UPDATE: WUWT reports that the climate angle was spliced in at the last minute…
“Apart from the sanitation, medicine, education, wine, public order, irrigation, roads, the fresh water system and public health, what have the Romans ever done for us?” *
Given us warmer weather, that’s what!
Just as we must get rid of the Medieval Warm Period, the inconvenient Roman Warm Period must also be dealt with, and here’s a novel way of doing it: claim that it was man-made. In a single stroke, the RWP is scrubbed from the list of “natural warmings” that the planet has experienced in recent history, helping the Cause by demonstrating that it too was anthropogenic. The ABC reports:
A period covering the heyday of both the Roman Empire and China’s Han dynasty saw a big rise in greenhouse gases, according to a new study.
The finding challenges the view that human-made climate change only began around 1800.
A record of the atmosphere trapped in Greenland’s ice found the level of heat-trapping methane rose about 2000 years ago and stayed at that higher level for about two centuries.
Methane was probably released during deforestation to clear land for farming and from the use of charcoal as fuel, for instance to smelt metal to make weapons, says lead author Celia Sapart of Utrecht University in the Netherlands.
“Per capita they were already emitting quite a lot in the Roman Empire and Han Dynasty,” she says of the findings by an international team of scientists published today in the journal Nature (link to abstract). (source)
========
** What this exercise asks **
**A.** Retype the stretch of the post on the Roman Warm Period from "Methane was probably" through "to abstract). (source)".
**B.** Name every news outlet and journal mentioned in the post on the Roman Warm Period.
**C.** Pick up the post on the Roman Warm Period where it ends and write what comes next.
The records below have no connection to the post on the Roman Warm Period.

Stored dataset items
========
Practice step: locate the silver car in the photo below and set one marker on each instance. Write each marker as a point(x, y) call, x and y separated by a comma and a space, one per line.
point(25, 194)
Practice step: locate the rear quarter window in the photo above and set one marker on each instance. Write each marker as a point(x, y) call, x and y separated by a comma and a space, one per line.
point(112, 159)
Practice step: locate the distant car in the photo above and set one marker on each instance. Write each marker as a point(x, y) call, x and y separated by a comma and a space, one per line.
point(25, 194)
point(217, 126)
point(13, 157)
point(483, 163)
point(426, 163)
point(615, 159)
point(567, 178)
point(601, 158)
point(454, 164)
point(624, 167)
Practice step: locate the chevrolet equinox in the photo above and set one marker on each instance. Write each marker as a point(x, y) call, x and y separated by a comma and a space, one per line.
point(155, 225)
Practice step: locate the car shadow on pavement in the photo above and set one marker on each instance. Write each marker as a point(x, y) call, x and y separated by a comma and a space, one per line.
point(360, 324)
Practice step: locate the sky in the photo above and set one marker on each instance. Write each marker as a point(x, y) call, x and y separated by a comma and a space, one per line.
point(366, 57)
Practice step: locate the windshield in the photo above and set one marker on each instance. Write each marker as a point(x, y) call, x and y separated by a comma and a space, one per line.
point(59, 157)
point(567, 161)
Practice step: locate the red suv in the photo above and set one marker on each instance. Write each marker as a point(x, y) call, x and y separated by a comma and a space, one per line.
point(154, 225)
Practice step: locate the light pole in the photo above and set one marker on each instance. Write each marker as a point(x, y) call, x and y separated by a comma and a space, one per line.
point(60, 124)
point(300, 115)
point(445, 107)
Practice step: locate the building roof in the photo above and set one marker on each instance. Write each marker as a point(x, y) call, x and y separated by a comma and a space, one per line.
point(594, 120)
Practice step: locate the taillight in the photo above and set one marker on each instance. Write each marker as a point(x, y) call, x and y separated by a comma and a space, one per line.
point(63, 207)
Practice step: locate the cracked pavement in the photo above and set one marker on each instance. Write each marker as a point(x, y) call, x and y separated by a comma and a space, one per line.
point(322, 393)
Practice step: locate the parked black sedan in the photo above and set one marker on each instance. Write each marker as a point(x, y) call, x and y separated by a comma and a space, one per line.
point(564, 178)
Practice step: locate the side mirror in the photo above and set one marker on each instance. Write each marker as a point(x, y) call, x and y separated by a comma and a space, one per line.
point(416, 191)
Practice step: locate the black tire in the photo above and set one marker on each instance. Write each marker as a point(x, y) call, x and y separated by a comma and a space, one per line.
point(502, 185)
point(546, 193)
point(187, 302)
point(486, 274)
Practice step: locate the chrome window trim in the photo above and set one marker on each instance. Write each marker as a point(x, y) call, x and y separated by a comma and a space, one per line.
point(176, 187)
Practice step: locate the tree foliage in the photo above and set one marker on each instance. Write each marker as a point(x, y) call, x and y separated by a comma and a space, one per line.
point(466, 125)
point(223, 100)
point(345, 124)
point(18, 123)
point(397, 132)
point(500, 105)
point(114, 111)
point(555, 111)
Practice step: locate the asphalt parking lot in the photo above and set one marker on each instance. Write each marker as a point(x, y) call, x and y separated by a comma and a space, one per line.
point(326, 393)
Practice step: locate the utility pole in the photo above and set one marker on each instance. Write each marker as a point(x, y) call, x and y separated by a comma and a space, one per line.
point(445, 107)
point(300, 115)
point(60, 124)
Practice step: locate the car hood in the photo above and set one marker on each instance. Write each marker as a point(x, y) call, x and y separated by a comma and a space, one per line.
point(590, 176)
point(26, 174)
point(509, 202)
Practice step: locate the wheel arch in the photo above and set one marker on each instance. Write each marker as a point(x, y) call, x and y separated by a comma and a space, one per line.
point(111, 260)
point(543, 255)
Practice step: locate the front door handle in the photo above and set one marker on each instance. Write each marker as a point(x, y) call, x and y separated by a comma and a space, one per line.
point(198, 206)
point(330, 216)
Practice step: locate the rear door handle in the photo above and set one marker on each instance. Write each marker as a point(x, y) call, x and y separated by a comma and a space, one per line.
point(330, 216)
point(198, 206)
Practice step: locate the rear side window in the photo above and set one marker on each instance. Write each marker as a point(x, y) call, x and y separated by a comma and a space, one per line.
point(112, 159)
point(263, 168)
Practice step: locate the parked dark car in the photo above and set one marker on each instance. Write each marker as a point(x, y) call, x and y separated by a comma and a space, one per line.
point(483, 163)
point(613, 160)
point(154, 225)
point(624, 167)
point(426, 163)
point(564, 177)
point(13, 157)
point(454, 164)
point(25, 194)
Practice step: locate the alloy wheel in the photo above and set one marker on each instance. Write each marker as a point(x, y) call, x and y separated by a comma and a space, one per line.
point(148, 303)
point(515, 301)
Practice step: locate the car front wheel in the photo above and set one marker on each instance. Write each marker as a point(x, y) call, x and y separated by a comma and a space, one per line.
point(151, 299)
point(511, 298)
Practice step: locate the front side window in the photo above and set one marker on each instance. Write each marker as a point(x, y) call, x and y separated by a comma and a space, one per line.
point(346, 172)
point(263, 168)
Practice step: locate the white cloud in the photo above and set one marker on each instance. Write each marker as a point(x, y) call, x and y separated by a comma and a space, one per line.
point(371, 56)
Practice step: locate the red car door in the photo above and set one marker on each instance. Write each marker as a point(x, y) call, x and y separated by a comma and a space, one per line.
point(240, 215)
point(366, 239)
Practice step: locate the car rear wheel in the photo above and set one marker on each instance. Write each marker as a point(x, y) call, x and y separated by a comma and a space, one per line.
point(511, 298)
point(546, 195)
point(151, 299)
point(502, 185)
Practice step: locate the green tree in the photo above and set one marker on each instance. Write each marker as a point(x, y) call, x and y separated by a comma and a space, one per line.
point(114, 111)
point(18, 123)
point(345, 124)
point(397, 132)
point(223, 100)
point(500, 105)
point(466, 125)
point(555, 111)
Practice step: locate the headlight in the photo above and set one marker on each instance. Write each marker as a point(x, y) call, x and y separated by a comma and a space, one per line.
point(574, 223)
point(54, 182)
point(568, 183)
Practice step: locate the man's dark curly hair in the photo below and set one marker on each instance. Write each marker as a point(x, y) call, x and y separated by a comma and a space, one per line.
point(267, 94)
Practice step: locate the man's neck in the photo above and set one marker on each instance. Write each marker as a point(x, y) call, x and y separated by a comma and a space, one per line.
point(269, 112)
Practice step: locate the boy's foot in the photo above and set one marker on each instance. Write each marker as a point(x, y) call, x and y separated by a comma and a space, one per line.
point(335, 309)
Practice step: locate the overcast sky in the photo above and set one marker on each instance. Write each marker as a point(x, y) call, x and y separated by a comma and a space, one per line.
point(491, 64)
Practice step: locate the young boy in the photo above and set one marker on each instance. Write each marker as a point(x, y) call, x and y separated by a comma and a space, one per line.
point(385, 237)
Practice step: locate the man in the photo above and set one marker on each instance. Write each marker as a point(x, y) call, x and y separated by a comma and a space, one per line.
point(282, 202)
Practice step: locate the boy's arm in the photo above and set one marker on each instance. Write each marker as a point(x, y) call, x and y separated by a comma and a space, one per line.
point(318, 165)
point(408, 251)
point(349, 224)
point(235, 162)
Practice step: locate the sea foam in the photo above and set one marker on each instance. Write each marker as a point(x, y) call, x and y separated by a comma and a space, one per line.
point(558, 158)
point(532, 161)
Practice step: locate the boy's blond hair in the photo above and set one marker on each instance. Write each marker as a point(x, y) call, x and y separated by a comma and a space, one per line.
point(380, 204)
========
** Answers by item **
**A.**
Methane was probably released during deforestation to clear land for farming and from the use of charcoal as fuel, for instance to smelt metal to make weapons, says lead author Celia Sapart of Utrecht University in the Netherlands.
“Per capita they were already emitting quite a lot in the Roman Empire and Han Dynasty,” she says of the findings by an international team of scientists published today in the journal Nature (link to abstract). (source)

**B.** WUWT, the ABC, Nature

**C.**
But the per capita emissions are irrelevant in terms of climate, since it is absolute concentrations that will affect greenhouse warming. The population, as the article goes on to say, was about 300 million, barely 4% of what it it today, and without any industrialisation apart from burning charcoal. I will leave it to you to consider the likelihood of such a tiny agrarian population having a significant effect on the climate.
The ABC’s coverage is similarly disingenuous. I’m not going to pay thirty bucks for the full article in Nature (if anyone has access, I would be grateful for a PDF – Update: PDF received from a generous reader – thank you!), but eyeballing the tiny graphics published with the abstract (see above) seems to indicate that centennial scale changes in CH4 mixing ratio in the Roman period were in the order of a 20-40 parts per billion (that’s billion with a b). How the ABC can call this a “big rise in greenhouse gases” is unfortunately yet more evidence of agenda-driven journalism. It’s a tiny fraction compared with the industrial rise in CH4, which took mixing ratios to over 1800 ppb, yet the paper claims it is responsible for the significant warming that occurred around the time of the Roman empire?
However, if we could blame the RWP on the Romans, then we can subtract it from the natural warming column and add it to the AGW column. Nice try.